» WHAT TO PRODUCE
Whenever a line in the entries below contains "jersey", copy that line.

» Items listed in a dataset
- - -
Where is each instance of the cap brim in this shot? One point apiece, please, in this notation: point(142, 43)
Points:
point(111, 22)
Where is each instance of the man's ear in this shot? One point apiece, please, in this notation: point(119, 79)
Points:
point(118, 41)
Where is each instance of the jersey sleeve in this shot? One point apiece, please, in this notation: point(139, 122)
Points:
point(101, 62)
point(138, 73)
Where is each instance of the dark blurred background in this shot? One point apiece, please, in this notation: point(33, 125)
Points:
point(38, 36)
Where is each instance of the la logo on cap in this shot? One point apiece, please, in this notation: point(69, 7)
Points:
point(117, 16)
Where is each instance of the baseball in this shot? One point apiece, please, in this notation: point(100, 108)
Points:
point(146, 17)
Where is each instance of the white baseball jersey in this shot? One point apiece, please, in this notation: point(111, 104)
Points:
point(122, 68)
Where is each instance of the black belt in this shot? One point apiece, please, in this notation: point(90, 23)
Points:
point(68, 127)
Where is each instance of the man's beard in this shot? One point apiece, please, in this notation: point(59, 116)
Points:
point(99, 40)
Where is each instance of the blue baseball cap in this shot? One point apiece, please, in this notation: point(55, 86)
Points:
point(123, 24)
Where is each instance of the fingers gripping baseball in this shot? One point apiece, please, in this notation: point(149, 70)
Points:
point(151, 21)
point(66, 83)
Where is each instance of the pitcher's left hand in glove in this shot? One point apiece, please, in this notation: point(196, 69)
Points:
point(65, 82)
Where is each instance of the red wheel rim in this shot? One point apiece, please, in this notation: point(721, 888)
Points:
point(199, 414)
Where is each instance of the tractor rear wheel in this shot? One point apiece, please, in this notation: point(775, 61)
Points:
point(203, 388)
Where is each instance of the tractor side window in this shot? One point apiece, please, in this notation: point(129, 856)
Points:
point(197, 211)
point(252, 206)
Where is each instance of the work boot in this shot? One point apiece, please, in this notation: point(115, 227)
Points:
- - -
» SOLUTION
Where is each instance of the jersey sleeve in this shot? One point apiece, please, in this notation: point(139, 122)
Where is each instance of the white baseball jersey in this shot? One point apiece, please, in this notation: point(111, 104)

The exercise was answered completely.